### Selected text
Dear Dr. Meier,

Thank you very much for submitting your manuscript "Cytomegalovirus Late Transcription Factor Target Sequence Diversity Orchestrates Viral Early to Late Transcription" for consideration at PLOS Pathogens. As with all papers reviewed by the journal, your manuscript was reviewed by members of the editorial board and by several independent reviewers. The reviewers appreciated the attention to an important topic and concluded that the study was well controlled and conducted to a high technical standard. Based on the reviews, we are likely to accept this manuscript for publication, providing that you modify the manuscript according to the review recommendations.

Based on my evaluation of the reviews, I do not think that additional wet lab experiments are needed. Rather, the primary critiques center on clarifying some of your conclusions and inclusion of some additional analyses of your sequencing data. In particular, please address the following points brought up by reviewers 1 & 3:

-Describe any differences in TSR usage between the Towne and TB40/E strains, as these may inform future comparative studies between these strains.

[Saved entries]

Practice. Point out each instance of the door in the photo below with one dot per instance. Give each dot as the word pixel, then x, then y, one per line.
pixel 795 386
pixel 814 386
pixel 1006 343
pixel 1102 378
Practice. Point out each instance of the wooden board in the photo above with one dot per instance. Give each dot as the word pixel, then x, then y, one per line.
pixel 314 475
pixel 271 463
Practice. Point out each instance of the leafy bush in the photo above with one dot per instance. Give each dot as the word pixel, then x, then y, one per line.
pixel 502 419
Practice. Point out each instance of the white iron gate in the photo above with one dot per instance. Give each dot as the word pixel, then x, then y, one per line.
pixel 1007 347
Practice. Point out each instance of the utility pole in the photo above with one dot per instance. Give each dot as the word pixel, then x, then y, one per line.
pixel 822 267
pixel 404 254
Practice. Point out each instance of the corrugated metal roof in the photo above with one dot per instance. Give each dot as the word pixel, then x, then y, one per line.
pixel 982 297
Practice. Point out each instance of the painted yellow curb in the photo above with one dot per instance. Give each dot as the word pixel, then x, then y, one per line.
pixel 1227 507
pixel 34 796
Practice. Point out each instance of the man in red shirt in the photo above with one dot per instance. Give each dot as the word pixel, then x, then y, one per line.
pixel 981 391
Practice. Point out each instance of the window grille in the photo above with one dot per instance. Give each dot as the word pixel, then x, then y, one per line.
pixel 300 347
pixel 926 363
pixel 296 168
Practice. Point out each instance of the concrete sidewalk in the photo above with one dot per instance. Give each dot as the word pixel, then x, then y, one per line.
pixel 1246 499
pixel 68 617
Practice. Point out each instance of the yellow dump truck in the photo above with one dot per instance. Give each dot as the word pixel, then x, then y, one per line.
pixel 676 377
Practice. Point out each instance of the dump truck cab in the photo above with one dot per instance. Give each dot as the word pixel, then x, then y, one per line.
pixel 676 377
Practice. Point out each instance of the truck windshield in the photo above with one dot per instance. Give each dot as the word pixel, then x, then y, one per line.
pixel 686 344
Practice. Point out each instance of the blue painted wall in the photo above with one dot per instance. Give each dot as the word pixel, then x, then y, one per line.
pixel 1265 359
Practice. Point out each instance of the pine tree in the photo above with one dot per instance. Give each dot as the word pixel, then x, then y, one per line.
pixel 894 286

### Exercise brief
Write out the part of the editor's letter above that starts at "Thank you very" and ends at "the review recommendations.", word for word.

### Result for this exercise
Thank you very much for submitting your manuscript "Cytomegalovirus Late Transcription Factor Target Sequence Diversity Orchestrates Viral Early to Late Transcription" for consideration at PLOS Pathogens. As with all papers reviewed by the journal, your manuscript was reviewed by members of the editorial board and by several independent reviewers. The reviewers appreciated the attention to an important topic and concluded that the study was well controlled and conducted to a high technical standard. Based on the reviews, we are likely to accept this manuscript for publication, providing that you modify the manuscript according to the review recommendations.